** START OF Data supplied **

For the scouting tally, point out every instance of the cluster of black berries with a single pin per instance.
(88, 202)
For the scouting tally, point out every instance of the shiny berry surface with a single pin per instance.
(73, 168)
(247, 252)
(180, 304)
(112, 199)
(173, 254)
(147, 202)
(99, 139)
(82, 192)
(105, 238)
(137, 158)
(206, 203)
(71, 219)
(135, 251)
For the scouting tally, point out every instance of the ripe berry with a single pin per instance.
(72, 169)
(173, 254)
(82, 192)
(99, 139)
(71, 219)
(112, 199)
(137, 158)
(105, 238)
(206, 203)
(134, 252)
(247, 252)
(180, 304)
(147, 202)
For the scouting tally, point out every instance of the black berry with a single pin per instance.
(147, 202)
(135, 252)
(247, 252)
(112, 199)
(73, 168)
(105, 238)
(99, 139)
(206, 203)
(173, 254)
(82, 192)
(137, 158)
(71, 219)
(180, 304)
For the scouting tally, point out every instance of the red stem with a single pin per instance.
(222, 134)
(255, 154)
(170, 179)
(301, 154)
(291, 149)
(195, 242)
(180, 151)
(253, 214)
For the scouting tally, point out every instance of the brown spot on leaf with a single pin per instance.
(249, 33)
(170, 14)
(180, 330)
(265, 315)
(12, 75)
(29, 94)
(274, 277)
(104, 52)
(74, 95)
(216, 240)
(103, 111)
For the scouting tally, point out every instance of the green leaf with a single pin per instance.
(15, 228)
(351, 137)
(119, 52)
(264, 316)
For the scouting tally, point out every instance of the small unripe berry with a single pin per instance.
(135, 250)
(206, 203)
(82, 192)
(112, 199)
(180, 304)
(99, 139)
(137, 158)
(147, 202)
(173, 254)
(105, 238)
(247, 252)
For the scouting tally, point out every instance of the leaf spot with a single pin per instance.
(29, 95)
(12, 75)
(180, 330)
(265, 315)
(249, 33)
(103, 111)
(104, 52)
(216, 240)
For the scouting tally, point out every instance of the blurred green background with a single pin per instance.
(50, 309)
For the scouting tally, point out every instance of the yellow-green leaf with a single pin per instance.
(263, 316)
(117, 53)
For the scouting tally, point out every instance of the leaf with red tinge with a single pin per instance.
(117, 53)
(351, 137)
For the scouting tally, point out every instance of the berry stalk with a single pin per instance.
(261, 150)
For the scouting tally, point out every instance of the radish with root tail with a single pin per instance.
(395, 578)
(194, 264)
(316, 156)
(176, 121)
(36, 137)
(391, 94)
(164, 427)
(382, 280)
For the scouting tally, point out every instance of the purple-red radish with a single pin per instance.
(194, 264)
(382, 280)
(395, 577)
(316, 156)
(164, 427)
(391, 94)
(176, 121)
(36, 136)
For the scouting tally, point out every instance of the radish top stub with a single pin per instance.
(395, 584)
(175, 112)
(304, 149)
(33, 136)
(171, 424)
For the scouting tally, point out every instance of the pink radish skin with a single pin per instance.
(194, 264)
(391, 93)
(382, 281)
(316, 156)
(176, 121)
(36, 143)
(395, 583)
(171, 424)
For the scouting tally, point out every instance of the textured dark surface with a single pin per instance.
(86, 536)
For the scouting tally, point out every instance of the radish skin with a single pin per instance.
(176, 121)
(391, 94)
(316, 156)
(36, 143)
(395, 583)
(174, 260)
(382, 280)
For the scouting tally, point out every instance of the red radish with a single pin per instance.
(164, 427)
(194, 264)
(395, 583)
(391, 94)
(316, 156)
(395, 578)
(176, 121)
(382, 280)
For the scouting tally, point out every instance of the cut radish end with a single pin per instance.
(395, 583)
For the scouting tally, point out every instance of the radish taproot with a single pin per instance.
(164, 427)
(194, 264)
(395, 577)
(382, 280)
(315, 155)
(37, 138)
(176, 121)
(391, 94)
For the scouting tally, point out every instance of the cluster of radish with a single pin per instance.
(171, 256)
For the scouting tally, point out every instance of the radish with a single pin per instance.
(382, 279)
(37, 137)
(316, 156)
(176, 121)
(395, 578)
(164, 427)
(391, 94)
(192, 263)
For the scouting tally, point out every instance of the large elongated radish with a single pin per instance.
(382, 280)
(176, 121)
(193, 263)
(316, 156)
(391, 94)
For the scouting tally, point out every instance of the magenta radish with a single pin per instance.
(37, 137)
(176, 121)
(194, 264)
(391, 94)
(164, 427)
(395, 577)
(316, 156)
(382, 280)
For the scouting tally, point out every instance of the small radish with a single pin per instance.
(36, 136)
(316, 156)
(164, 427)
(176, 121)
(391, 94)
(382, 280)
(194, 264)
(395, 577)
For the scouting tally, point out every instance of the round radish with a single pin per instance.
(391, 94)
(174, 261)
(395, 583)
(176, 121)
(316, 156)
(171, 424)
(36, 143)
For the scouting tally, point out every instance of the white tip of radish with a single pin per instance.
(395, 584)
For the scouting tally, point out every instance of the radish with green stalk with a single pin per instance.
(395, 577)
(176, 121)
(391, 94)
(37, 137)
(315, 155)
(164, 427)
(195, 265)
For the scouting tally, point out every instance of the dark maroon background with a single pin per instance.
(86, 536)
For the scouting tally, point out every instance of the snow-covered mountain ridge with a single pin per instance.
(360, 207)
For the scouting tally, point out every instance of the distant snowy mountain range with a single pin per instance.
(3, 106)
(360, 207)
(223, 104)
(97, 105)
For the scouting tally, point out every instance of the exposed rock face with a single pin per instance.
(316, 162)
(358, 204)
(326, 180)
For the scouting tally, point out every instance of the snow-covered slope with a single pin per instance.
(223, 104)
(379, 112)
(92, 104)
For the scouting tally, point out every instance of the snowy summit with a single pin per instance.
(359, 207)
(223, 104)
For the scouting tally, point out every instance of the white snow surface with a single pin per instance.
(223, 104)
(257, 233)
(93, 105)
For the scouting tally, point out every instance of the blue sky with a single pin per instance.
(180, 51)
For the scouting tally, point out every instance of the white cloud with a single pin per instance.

** END OF Data supplied **

Task instructions - Each entry must be reproduced verbatim.

Exercise output -
For the scouting tally, point out every instance of the cluster of black berries with a single pin per instance.
(88, 202)
For the scouting tally, point out every instance of the shiny berry surface with a single pin per instance.
(73, 168)
(247, 252)
(180, 304)
(112, 199)
(173, 254)
(147, 202)
(99, 139)
(82, 192)
(105, 238)
(137, 158)
(206, 203)
(71, 219)
(135, 251)
For the scouting tally, point out every instance of the ripe berry with a single pin per instance.
(72, 169)
(173, 254)
(82, 192)
(99, 139)
(71, 219)
(112, 199)
(137, 158)
(105, 238)
(206, 203)
(134, 252)
(247, 252)
(180, 304)
(147, 202)
For the scouting tally, point out every instance of the black berry with a single pin per instance.
(147, 202)
(135, 252)
(247, 252)
(112, 199)
(73, 168)
(105, 238)
(99, 139)
(206, 203)
(173, 254)
(82, 192)
(137, 158)
(71, 219)
(180, 304)
For the scouting tally, point out every instance of the red stem with a single pin per instance.
(222, 134)
(255, 154)
(170, 179)
(301, 154)
(291, 149)
(195, 242)
(180, 151)
(253, 214)
For the scouting tally, point out every instance of the brown spot on leaf with a single pin per instance.
(249, 33)
(170, 14)
(180, 330)
(265, 315)
(12, 75)
(29, 94)
(274, 277)
(104, 52)
(74, 95)
(216, 240)
(103, 111)
For the scouting tally, point out every instance of the green leaf with a single pin per instance.
(15, 228)
(351, 137)
(119, 52)
(264, 316)
For the scouting tally, point out every instance of the small unripe berry with a single pin per instance.
(135, 250)
(206, 203)
(82, 192)
(112, 199)
(180, 304)
(99, 139)
(137, 158)
(147, 202)
(173, 254)
(105, 238)
(247, 252)
For the scouting tally, point out every instance of the leaf spot with a single pin per instance.
(29, 95)
(12, 75)
(180, 330)
(265, 315)
(249, 33)
(103, 111)
(104, 52)
(216, 240)
For the scouting tally, point out every instance of the blurred green background with a single pin per instance.
(50, 309)
For the scouting tally, point out every instance of the yellow-green leaf with a single pin per instance.
(263, 316)
(117, 53)
For the scouting tally, point out every instance of the leaf with red tinge with a single pin per instance.
(117, 53)
(351, 137)
For the scouting tally, point out every instance of the berry stalk with a single pin per instance.
(261, 150)
For the scouting tally, point out every instance of the radish with root tail with a single pin per instance.
(395, 578)
(194, 264)
(316, 156)
(176, 121)
(36, 137)
(391, 94)
(164, 427)
(382, 280)
For the scouting tally, point out every instance of the purple-red radish with a single pin per instance.
(194, 264)
(382, 280)
(395, 577)
(316, 156)
(164, 427)
(391, 94)
(176, 121)
(36, 136)
For the scouting tally, point out every instance of the radish top stub with a single pin per instance.
(395, 584)
(175, 112)
(304, 149)
(33, 136)
(171, 424)
For the scouting tally, point out every instance of the pink radish skin with a single pin per instance.
(194, 264)
(391, 93)
(382, 281)
(316, 156)
(176, 121)
(36, 143)
(395, 583)
(171, 424)
For the scouting tally, point out every instance of the textured dark surface with a single pin per instance.
(86, 536)
For the scouting tally, point out every instance of the radish skin with a single pin per instance.
(176, 121)
(391, 94)
(316, 156)
(36, 143)
(395, 583)
(174, 260)
(382, 280)
For the scouting tally, point out every instance of the red radish with a single pin per instance.
(164, 427)
(194, 264)
(395, 583)
(391, 94)
(316, 156)
(395, 578)
(176, 121)
(382, 280)
For the scouting tally, point out every instance of the cut radish end with a single pin per instance.
(395, 583)
For the scouting tally, point out every instance of the radish taproot with a single pin per instance.
(164, 427)
(194, 264)
(395, 577)
(382, 280)
(315, 155)
(37, 138)
(176, 121)
(391, 94)
For the scouting tally, point out every instance of the cluster of radish with a single pin per instance.
(171, 256)
For the scouting tally, point out every instance of the radish with a single pin per instance.
(382, 279)
(37, 137)
(316, 156)
(176, 121)
(395, 578)
(164, 427)
(391, 94)
(192, 263)
For the scouting tally, point out every instance of the large elongated radish with a single pin per instance.
(382, 280)
(176, 121)
(193, 263)
(316, 156)
(391, 94)
For the scouting tally, point out every instance of the magenta radish with a single pin per instance.
(37, 137)
(176, 121)
(194, 264)
(391, 94)
(164, 427)
(395, 577)
(316, 156)
(382, 280)
For the scouting tally, point out every instance of the small radish with a single pin per instance.
(36, 136)
(316, 156)
(164, 427)
(176, 121)
(391, 94)
(382, 280)
(194, 264)
(395, 577)
For the scouting tally, point out every instance of the round radish with a single pin per instance.
(391, 94)
(174, 261)
(395, 583)
(176, 121)
(316, 156)
(171, 424)
(36, 143)
For the scouting tally, point out every instance of the white tip of radish with a single pin per instance.
(395, 584)
For the scouting tally, point out every instance of the radish with green stalk with a single pin per instance.
(395, 577)
(176, 121)
(391, 94)
(37, 137)
(315, 155)
(164, 427)
(195, 265)
For the scouting tally, point out every instance of the dark maroon background with a single pin per instance.
(86, 536)
For the scouting tally, point out every instance of the snow-covered mountain ridge with a single pin per instance.
(360, 207)
For the scouting tally, point out every instance of the distant snowy mountain range with a single pin per instance.
(3, 106)
(360, 207)
(223, 104)
(97, 105)
For the scouting tally, point out every instance of the exposed rock face with a single pin per instance.
(316, 162)
(358, 204)
(326, 180)
For the scouting tally, point out every instance of the snow-covered slope with a single pin per instance.
(223, 104)
(379, 112)
(92, 104)
For the scouting tally, point out every instance of the snowy summit with a single pin per instance.
(359, 207)
(223, 104)
For the scouting tally, point out every instance of the white snow surface with a single pin per instance.
(223, 104)
(257, 233)
(93, 105)
For the scouting tally, point out every instance of the blue sky with a single pin per instance.
(180, 51)
For the scouting tally, point out every instance of the white cloud with a single pin per instance.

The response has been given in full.